Return, word for word, every entry in the listing below, but not its images.

"""

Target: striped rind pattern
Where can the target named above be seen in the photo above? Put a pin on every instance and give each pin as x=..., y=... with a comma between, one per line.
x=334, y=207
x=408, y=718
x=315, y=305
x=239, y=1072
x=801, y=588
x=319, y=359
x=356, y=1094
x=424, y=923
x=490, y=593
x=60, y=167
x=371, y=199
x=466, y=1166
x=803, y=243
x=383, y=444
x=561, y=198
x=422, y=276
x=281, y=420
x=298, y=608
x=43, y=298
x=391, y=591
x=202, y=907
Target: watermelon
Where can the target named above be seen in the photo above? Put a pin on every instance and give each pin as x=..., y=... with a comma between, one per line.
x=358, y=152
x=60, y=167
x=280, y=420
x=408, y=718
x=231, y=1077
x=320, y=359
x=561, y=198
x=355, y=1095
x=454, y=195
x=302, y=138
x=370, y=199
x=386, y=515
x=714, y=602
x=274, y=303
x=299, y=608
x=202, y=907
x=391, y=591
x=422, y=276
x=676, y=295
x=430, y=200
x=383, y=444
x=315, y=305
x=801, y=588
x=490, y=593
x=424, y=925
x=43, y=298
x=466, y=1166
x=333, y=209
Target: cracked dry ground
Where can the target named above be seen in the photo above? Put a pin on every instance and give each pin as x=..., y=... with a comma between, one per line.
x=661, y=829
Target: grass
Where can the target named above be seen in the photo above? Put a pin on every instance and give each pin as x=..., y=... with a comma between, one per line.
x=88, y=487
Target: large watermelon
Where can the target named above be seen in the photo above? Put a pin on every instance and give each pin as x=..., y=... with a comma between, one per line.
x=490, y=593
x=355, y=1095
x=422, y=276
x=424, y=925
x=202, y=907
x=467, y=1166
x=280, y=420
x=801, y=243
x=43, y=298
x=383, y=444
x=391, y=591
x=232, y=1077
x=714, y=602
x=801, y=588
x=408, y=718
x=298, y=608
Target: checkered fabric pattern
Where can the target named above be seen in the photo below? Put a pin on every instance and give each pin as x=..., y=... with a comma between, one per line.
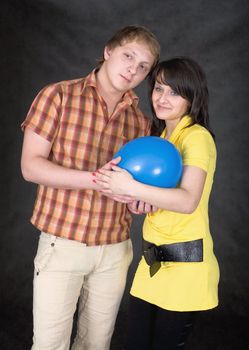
x=73, y=117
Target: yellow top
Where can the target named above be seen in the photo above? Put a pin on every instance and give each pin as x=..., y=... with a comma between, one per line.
x=180, y=286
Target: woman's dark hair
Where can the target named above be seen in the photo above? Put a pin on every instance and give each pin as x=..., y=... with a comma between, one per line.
x=187, y=79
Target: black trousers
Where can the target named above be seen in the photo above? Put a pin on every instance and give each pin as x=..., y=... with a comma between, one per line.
x=153, y=328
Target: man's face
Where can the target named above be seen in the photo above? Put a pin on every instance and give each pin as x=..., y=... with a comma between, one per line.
x=127, y=66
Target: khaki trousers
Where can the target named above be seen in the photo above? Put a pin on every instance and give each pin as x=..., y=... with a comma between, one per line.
x=68, y=272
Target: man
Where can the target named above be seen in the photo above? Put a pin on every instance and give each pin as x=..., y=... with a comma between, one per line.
x=73, y=128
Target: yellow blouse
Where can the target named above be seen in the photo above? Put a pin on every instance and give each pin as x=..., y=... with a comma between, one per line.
x=183, y=286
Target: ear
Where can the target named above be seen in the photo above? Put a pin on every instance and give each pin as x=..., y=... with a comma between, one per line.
x=107, y=53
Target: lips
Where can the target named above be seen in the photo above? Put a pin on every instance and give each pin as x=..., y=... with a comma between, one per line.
x=125, y=78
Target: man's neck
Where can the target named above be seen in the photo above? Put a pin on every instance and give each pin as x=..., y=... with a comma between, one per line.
x=109, y=94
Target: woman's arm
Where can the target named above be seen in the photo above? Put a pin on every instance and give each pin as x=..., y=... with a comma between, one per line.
x=184, y=199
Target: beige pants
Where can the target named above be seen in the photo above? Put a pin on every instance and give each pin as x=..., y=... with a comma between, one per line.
x=67, y=272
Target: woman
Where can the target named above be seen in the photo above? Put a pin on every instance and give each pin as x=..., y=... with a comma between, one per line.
x=178, y=274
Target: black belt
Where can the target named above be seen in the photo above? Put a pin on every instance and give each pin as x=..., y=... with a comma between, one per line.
x=191, y=251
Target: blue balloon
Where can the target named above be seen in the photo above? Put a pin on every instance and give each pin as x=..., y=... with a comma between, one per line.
x=151, y=160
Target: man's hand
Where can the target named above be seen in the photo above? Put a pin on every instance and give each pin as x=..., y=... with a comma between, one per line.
x=140, y=207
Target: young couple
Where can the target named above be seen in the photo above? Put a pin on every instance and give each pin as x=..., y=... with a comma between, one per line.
x=73, y=129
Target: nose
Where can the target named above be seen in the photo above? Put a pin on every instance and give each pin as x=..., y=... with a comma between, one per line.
x=163, y=98
x=132, y=68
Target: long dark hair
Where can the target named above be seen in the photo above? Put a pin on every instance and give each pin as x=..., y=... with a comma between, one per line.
x=186, y=78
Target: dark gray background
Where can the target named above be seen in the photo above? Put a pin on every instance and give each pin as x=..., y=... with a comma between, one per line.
x=52, y=40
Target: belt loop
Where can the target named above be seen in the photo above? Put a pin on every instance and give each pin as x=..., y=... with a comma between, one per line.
x=52, y=240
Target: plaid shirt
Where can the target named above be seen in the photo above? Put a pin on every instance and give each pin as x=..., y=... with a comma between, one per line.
x=73, y=117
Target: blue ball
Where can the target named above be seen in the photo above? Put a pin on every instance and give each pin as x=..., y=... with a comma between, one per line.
x=152, y=161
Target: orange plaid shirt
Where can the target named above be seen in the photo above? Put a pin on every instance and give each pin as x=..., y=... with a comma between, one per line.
x=73, y=117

"""

RESULT OF THIS EXERCISE:
Target: striped rind pattern
Where can the target named above be seen in the photo above? Put a pin on every instance and give each pin as x=..., y=... with a comma between, one per line.
x=334, y=207
x=408, y=718
x=315, y=305
x=239, y=1072
x=801, y=588
x=319, y=359
x=356, y=1094
x=424, y=923
x=490, y=593
x=60, y=167
x=371, y=199
x=466, y=1166
x=803, y=243
x=383, y=444
x=561, y=198
x=422, y=276
x=281, y=420
x=298, y=608
x=43, y=298
x=391, y=591
x=202, y=907
Target: watermelon
Where can the target named above be seen in the photo above? Put a pin on every instance and give each pin as x=..., y=... with a comma between, one per line.
x=358, y=152
x=60, y=167
x=280, y=420
x=408, y=718
x=231, y=1077
x=320, y=359
x=561, y=198
x=355, y=1095
x=454, y=195
x=302, y=138
x=370, y=199
x=386, y=515
x=714, y=602
x=274, y=303
x=299, y=608
x=202, y=907
x=391, y=591
x=422, y=276
x=676, y=295
x=430, y=200
x=383, y=444
x=315, y=305
x=801, y=588
x=490, y=593
x=424, y=925
x=43, y=298
x=466, y=1166
x=333, y=209
Target: cracked dry ground
Where can the target named above be seen in the photo above? Put a pin on every instance and give each pin as x=..., y=... with a comma between, one per line.
x=661, y=829
Target: grass
Where can the target named above be seen in the photo above? Put a pin on every instance and give each pin as x=..., y=... with a comma between, one per line.
x=88, y=487
Target: large watermelon
Where can the target named above be seen in the photo above? Put a pin on every instance and give each pin as x=..., y=... with a comma between, one per line.
x=490, y=593
x=355, y=1095
x=422, y=276
x=424, y=925
x=202, y=907
x=467, y=1166
x=280, y=420
x=801, y=243
x=43, y=298
x=383, y=444
x=391, y=591
x=232, y=1077
x=714, y=602
x=801, y=588
x=408, y=718
x=298, y=608
Target: checkered fabric pattern
Where can the target named above be seen in the photo below? Put a pin on every instance and give each pin as x=..., y=... with a comma between, one per line.
x=73, y=117
Target: yellow top
Where can the target named above be seen in the photo above? Put a pin on every instance and give each pin as x=..., y=... with a comma between, one per line.
x=180, y=286
Target: woman's dark hair
Where can the target named above be seen in the photo above? Put a pin on every instance and give each pin as x=..., y=... with a comma between, one per line.
x=187, y=79
Target: black trousers
Where can the target named above be seen in the photo above? Put a pin on every instance and give each pin as x=..., y=... with a comma between, one per line.
x=153, y=328
Target: man's face
Where can the target named above be seen in the photo above? Put a pin on every instance and give each pin as x=..., y=... with a comma between, one per line.
x=127, y=66
Target: khaki trousers
Where can the target named above be seen in the photo above? Put a pin on every instance and give each pin as x=..., y=... with a comma between, one per line.
x=68, y=272
Target: man
Where can the target named above be seen in the photo above? Put a pin on every instance and give each pin as x=..., y=... with a comma between, one per line.
x=73, y=128
Target: yellow blouse
Where can the target named above be seen in the photo above? Put a pin on every instance and give each pin as x=..., y=... with a comma between, one per line.
x=183, y=286
Target: ear
Where can the target named above be seen in the photo above? Put a pin on every instance and give each pin as x=..., y=... with a comma between, one per line.
x=107, y=53
Target: lips
Where can the target named above be seen in the photo above? Put a pin on every instance and give each pin as x=..., y=... with a comma between, one per line.
x=125, y=78
Target: man's neck
Where can the target named above be seen in the photo above? Put a pin on every instance and give each pin as x=..., y=... with a comma between, one per line.
x=109, y=94
Target: woman's arm
Where can the target named above be seen in the photo above? Put a pin on every instance and give each pin as x=..., y=... with a comma between, one per line.
x=184, y=199
Target: beige pants
Where can the target named above be seen in the photo above? Put a pin on every instance and give each pin as x=..., y=... with a comma between, one per line.
x=67, y=272
Target: woman
Where can the target named above be seen in the photo above? Put a pin on every instance and give each pin as x=..., y=... with a comma between, one per line.
x=178, y=274
Target: black belt
Where can the target named above be seen in the photo above? Put a pin on every instance and give each pin as x=..., y=... with a comma between, one per line.
x=191, y=251
Target: blue balloon
Where can the target named above be seen in the photo above? Put a pin on every instance and give each pin as x=..., y=... with a comma between, one per line.
x=151, y=160
Target: man's hand
Where can the target named above be seen in the photo above? Put a pin on every instance and give each pin as x=..., y=... with a comma between, one per line.
x=140, y=207
Target: young couple
Where can the target named above be seen in the photo above? Put a pin on every instance and give each pin as x=..., y=... with a comma between, one per line.
x=73, y=129
Target: nose
Where can the target named above be seen in the photo above? Put a pin on every instance and give each pin as x=..., y=... with a comma between, one per line.
x=163, y=98
x=132, y=68
Target: long dark hair
Where can the target named above be seen in the photo above? Put a pin on every instance and give each pin as x=..., y=... with a comma between, one per line.
x=186, y=78
Target: dark gray background
Where can the target named above be seen in the photo above? Put a pin on every instance and give each pin as x=..., y=... with a comma between, one per line.
x=52, y=40
Target: belt loop
Where can the target named above be seen in the photo above? Put a pin on every instance and give each pin as x=..., y=... with a comma between, one per line.
x=52, y=240
Target: plaid shirt
Where can the target named above be seen in the photo above? Put a pin on every instance and give each pin as x=..., y=... with a comma between, one per line.
x=73, y=117
Target: blue ball
Where can the target named above be seen in the photo above? Put a pin on every instance and give each pin as x=..., y=... with a comma between, one per line.
x=152, y=161
Target: orange plaid shirt
Where can the target named above be seen in the photo above? Put a pin on every instance and give each pin as x=..., y=... with a comma between, one per line.
x=73, y=117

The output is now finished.